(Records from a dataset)

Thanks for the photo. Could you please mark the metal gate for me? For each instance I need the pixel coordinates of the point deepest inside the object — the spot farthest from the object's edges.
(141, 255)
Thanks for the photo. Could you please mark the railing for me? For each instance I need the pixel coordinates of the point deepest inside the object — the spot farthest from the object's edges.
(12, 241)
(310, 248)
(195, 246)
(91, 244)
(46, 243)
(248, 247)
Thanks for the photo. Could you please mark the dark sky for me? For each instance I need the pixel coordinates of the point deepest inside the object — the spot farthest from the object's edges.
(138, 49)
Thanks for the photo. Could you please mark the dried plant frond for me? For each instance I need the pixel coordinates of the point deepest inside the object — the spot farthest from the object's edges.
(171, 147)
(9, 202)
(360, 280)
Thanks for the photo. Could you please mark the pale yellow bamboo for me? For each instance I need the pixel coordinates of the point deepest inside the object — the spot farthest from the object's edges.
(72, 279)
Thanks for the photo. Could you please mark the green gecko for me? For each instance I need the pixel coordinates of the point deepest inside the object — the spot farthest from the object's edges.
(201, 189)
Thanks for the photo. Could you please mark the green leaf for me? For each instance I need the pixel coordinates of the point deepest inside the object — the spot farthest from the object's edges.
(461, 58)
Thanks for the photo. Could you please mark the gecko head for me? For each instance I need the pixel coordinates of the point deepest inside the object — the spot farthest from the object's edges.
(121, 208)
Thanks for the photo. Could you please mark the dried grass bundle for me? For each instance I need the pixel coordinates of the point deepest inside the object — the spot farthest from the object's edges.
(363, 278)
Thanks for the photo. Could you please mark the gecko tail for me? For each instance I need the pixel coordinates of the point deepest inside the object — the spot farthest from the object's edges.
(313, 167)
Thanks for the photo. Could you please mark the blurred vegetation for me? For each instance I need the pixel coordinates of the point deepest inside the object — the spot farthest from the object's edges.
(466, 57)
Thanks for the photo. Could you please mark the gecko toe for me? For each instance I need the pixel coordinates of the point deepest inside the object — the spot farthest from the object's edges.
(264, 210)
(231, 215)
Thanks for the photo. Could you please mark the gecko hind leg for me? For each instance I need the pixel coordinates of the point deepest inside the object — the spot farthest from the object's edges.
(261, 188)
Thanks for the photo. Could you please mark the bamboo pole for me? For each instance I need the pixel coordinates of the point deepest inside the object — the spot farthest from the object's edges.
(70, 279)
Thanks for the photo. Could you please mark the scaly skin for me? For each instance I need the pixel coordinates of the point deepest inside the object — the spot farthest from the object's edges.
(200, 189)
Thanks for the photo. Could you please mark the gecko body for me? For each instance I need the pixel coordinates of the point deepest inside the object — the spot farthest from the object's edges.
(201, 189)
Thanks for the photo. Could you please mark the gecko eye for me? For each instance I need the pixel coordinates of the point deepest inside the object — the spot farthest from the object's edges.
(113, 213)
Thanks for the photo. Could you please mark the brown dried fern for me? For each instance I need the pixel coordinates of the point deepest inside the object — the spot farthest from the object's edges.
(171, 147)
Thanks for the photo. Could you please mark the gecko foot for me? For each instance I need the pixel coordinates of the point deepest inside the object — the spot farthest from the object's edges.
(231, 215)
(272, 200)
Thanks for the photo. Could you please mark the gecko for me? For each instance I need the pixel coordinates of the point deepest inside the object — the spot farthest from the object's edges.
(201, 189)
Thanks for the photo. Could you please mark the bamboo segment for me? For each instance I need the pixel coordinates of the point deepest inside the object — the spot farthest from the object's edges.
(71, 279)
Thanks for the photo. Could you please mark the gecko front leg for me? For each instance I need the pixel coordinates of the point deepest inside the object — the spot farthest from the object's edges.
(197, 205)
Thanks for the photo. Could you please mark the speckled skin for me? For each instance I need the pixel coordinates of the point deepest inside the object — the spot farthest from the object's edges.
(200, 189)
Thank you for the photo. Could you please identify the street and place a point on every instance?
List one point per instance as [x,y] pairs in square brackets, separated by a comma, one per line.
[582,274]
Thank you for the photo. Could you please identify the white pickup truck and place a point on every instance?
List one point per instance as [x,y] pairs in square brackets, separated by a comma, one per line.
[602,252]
---
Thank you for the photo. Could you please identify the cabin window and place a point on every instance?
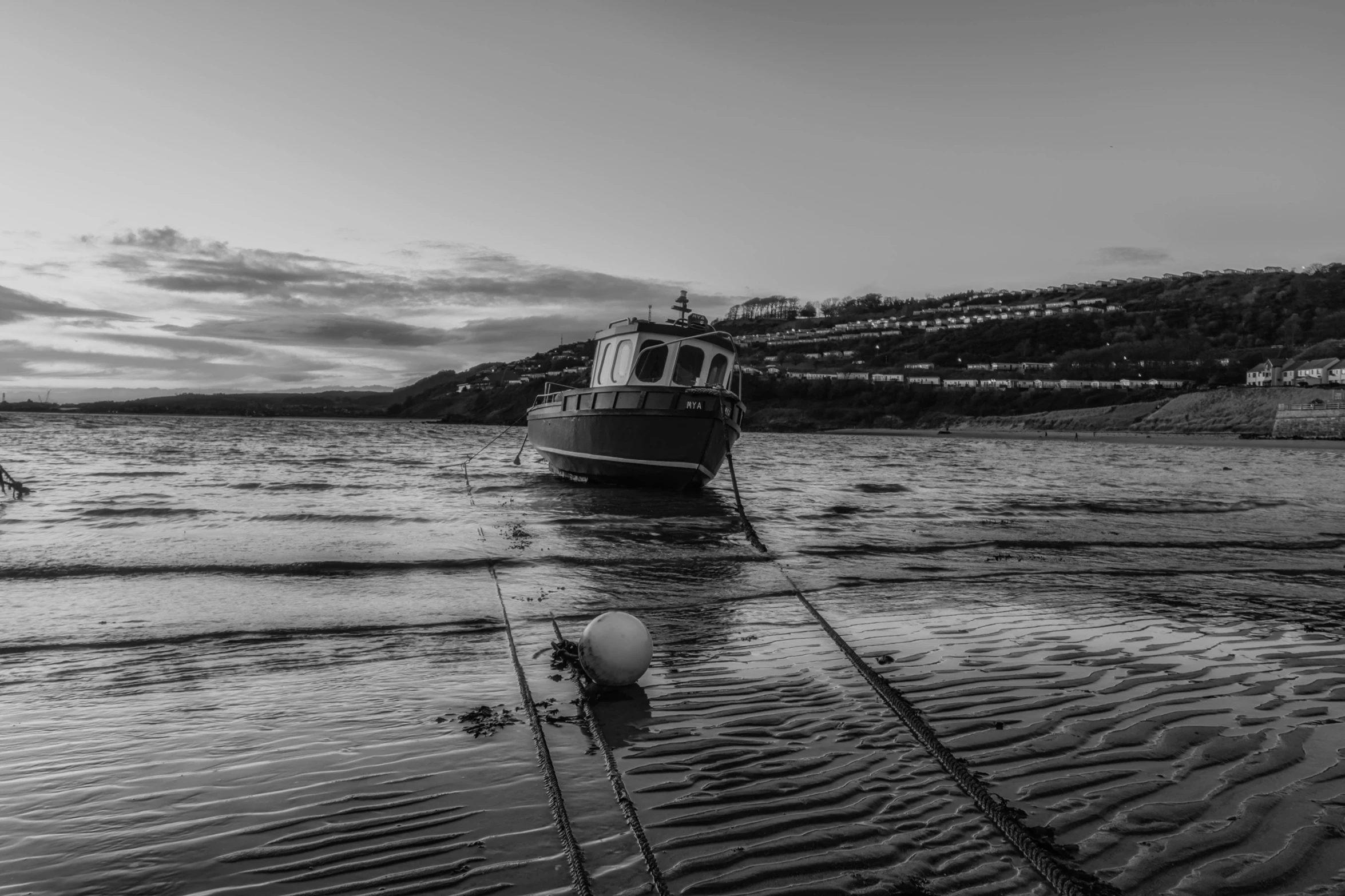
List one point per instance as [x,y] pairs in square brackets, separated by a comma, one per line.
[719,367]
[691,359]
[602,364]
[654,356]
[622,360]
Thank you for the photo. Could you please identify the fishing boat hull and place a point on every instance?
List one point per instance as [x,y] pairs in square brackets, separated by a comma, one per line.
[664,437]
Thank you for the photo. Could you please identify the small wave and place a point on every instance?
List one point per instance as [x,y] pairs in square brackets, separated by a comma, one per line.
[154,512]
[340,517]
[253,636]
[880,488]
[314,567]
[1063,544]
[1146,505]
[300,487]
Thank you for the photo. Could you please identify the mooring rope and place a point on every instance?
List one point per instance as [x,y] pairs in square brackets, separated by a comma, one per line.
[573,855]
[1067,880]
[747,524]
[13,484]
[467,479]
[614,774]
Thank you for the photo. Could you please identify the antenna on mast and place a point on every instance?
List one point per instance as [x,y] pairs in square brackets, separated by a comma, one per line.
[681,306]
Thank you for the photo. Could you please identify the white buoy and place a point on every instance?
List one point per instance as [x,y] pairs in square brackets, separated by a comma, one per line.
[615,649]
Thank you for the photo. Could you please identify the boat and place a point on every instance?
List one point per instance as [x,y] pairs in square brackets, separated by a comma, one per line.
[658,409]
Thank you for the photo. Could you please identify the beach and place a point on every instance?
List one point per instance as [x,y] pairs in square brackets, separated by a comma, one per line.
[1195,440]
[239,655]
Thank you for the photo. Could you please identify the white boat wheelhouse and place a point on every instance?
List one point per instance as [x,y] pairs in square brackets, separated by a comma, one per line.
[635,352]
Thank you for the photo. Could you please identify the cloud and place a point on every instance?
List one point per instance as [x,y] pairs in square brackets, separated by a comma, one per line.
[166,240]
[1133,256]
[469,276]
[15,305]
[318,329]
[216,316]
--
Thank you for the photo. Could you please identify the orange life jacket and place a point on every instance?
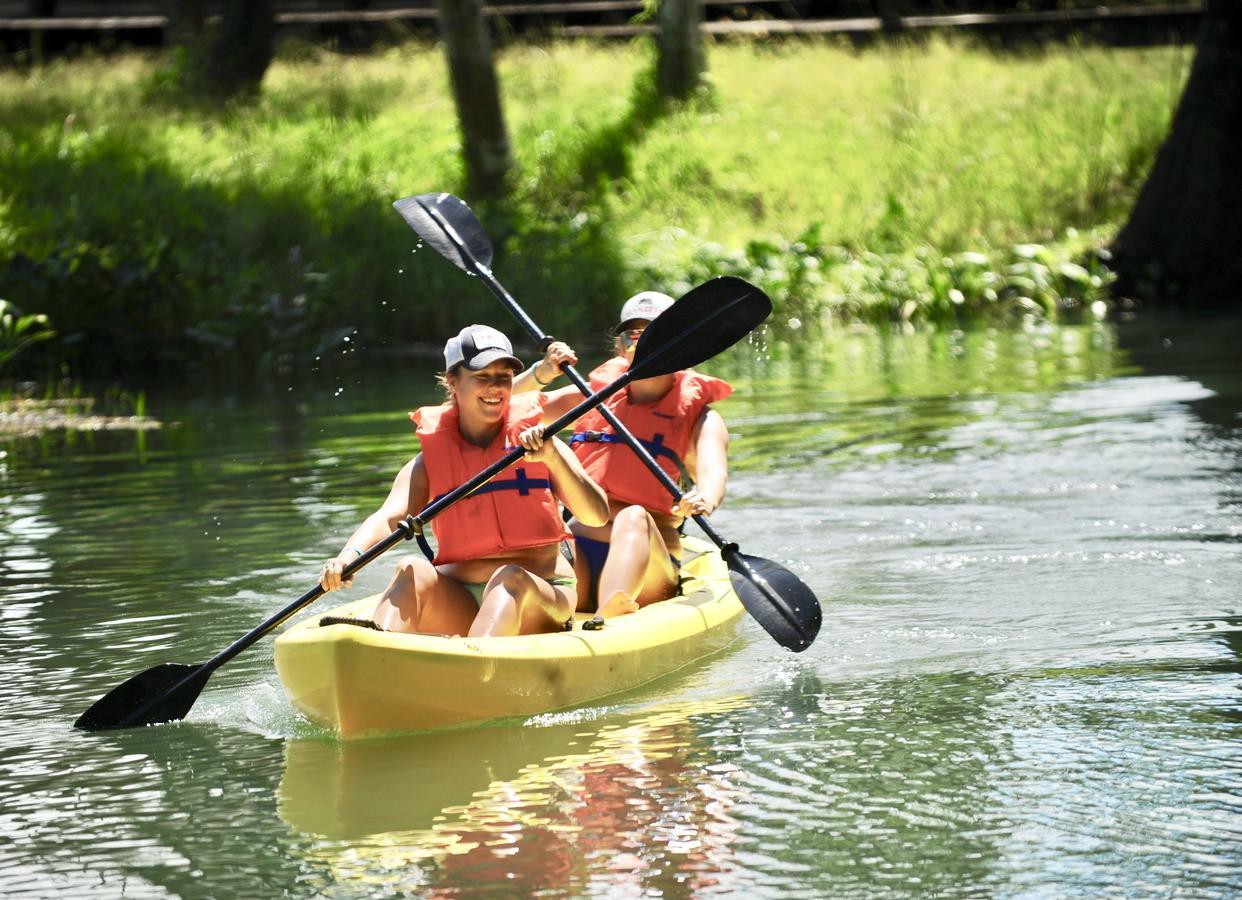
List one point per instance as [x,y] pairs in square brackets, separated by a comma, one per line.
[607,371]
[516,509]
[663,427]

#### What the exercise asks:
Give the number of lines in the data that include the string "boat", please, and nothing else.

#### Exercise response:
3